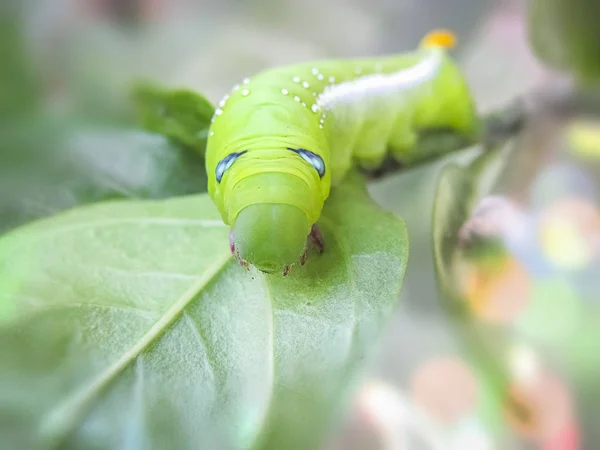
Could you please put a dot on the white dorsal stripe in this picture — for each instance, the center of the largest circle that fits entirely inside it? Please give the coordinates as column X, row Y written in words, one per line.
column 380, row 83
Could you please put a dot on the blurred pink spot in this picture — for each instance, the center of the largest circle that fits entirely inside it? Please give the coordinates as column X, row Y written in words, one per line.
column 445, row 388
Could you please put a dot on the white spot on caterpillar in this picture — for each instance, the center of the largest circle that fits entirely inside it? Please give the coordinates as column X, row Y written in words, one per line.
column 379, row 84
column 223, row 101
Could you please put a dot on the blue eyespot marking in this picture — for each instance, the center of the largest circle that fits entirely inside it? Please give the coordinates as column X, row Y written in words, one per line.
column 226, row 163
column 313, row 159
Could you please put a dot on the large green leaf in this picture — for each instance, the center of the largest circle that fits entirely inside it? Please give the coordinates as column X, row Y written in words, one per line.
column 48, row 166
column 128, row 325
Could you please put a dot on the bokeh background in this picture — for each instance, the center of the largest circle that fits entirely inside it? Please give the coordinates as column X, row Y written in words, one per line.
column 86, row 53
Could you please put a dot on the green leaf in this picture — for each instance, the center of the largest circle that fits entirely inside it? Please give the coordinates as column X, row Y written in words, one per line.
column 128, row 325
column 179, row 114
column 46, row 167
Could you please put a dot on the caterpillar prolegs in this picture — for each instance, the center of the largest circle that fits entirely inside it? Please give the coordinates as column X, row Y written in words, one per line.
column 279, row 141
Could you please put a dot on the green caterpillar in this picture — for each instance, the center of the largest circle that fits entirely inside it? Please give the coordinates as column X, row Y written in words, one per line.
column 278, row 142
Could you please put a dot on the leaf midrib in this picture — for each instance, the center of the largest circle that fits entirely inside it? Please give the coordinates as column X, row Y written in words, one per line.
column 62, row 419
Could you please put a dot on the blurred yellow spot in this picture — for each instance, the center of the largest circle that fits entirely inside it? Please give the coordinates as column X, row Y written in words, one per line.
column 445, row 388
column 439, row 38
column 497, row 292
column 584, row 138
column 570, row 233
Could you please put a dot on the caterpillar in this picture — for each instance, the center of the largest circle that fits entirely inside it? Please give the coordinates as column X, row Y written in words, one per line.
column 278, row 142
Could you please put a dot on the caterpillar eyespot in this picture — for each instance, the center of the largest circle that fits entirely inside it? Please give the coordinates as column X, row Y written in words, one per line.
column 313, row 159
column 374, row 107
column 226, row 163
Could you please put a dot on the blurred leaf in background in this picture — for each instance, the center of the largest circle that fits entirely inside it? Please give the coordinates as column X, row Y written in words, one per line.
column 129, row 323
column 52, row 159
column 566, row 36
column 49, row 166
column 181, row 115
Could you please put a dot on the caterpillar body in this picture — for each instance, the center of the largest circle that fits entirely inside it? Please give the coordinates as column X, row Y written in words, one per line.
column 279, row 141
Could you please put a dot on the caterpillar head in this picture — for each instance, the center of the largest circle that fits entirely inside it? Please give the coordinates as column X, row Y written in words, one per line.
column 270, row 236
column 269, row 199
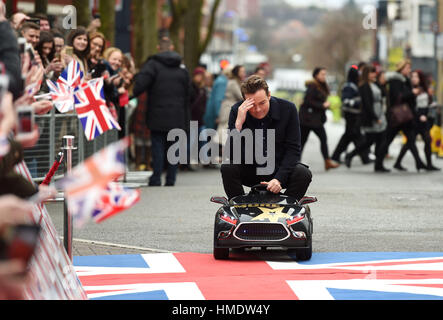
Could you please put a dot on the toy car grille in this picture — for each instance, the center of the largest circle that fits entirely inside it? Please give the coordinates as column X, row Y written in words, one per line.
column 261, row 232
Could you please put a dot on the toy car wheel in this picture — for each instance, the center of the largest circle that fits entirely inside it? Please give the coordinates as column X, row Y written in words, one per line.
column 221, row 253
column 302, row 254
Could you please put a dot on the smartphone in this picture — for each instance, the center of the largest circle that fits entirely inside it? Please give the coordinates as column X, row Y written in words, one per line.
column 18, row 242
column 25, row 121
column 98, row 70
column 30, row 50
column 21, row 45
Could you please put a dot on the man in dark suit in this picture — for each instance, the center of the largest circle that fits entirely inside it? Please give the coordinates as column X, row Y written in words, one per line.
column 167, row 84
column 260, row 111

* * *

Copy out the lines above unchanged. Skip the images.

Could you please put a dot on the white dorsal stripe in this picture — for each instance, the center of the largest circle that fits entirely inside it? Please give the coordinates as column X, row Y written in words, one per line.
column 380, row 83
Could you please put a dot on the blurred pink spot in this picture — for each instance, the center of the largest circle that fits entirely inside it? Please give the coordinates as column X, row Y written in words, one per line.
column 445, row 388
Could you please put a dot on the white spot on caterpillar in this picture — for each instance, the center of the largest circle that fits entirely inside it? Please give the coordinates as column X, row Y written in words, one per line.
column 379, row 84
column 223, row 101
Could you please put a dot on the blue eyespot marking in this picture — for each instance, the center of the largest circle that fits entirely inside it? Please give the coordinates as column X, row Y written in words, one per line.
column 226, row 163
column 313, row 159
Could you please put a dot on the large green leaf in this picture — for each instance, the center of the largest circle that fits entirely inside it? Please give the coordinates as column X, row Y written in words, one per line.
column 48, row 166
column 128, row 325
Could you please put a dot on the bokeh background in this picture — for each instance, the center of the largest circle that fits entirely inside it? Please give the coordinates as column X, row Y written in words, one per line.
column 86, row 53
Could you please put a dot on the green leaf in this picture — for each instance, the center of the largest circle that fits entirely inside it? Please give the coordinates as column X, row Y written in words, one per line.
column 128, row 325
column 179, row 114
column 46, row 167
Could you please put a dot on the caterpillar prolegs in this picture — for each instance, the center of the largest circle that fits entirely inside it? Please give the coordinates as column X, row Y written in words, one per line.
column 279, row 141
Could you please put a dot on the green caterpillar in this picture — for each instance, the center of the largest circle that fits entirely inside it? Please give the coordinates as column X, row Y written in words, one per line.
column 278, row 142
Could you please put a dot on the leaf midrib in this picture — for each instance, the center of the largest circle that fits entirely inside it? Please give the coordinates as column X, row Y written in words, one per line.
column 62, row 419
Could you please put a dot on the blurred yellow spot in this picture — for each instance, the center of the largest circle that fits entirely inside it? Please give the coordinates as column X, row Y written in words, one per line.
column 445, row 388
column 439, row 38
column 497, row 292
column 584, row 138
column 570, row 233
Could you please put a dot on the caterpillar in this picture — for each instance, the center of the largest circle that fits entirely inside it? Please give the coordinates as column X, row Y written in words, one per line.
column 278, row 142
Could you please put a dot on the caterpillar eyespot in this picture — for each instance, the center of the largest circle that fits entirely inside it? Please give the coordinates as column X, row Y written in words, one per line.
column 313, row 159
column 374, row 107
column 226, row 163
Could you please put a dot on the blurred leaf in background in this picture — for each instance, the center of the largest circle that fits entirely inside it? Please give the coordinates as column X, row Y written in words, one per line.
column 129, row 323
column 52, row 159
column 566, row 36
column 49, row 166
column 181, row 115
Could you please put a dot on the caterpillar body in this picture — for each instance, the center of the largest circle that fits entirely inside it? Please give the coordinates as column X, row Y written in words, one per line.
column 279, row 141
Could you please put a dot on the caterpillar head in this picture — for each instance, the center of the largest circle that fits entirely inside it? Please give the coordinates as column X, row Y written in words, one per line.
column 270, row 236
column 269, row 199
Could you please put a dot on the toy car grille in this picture — for each instance, the center of the largest circle that fits entirely inside it? Please give the coordinates as column X, row Y written in words, one per line.
column 261, row 232
Could you please put a dot on the toy car wheel in this picture — for each instance, the center of the largest circle that fits entirely inside it? Please give the coordinates as column X, row Y written in words, one per line.
column 221, row 253
column 302, row 254
Could you please put a dot on the smartphone in this picture — for each instance, the center of the largest circle that fits entirely inside it? Please give the coordinates as column X, row Y written in words, one per line.
column 18, row 242
column 25, row 121
column 98, row 70
column 30, row 50
column 21, row 45
Could you please put a dot on the man in dark suit in this picture — for each instance, the center of the largest circle that fits entirely inside it? Please give the coordinates as column X, row Y written in words, one per line.
column 167, row 84
column 260, row 111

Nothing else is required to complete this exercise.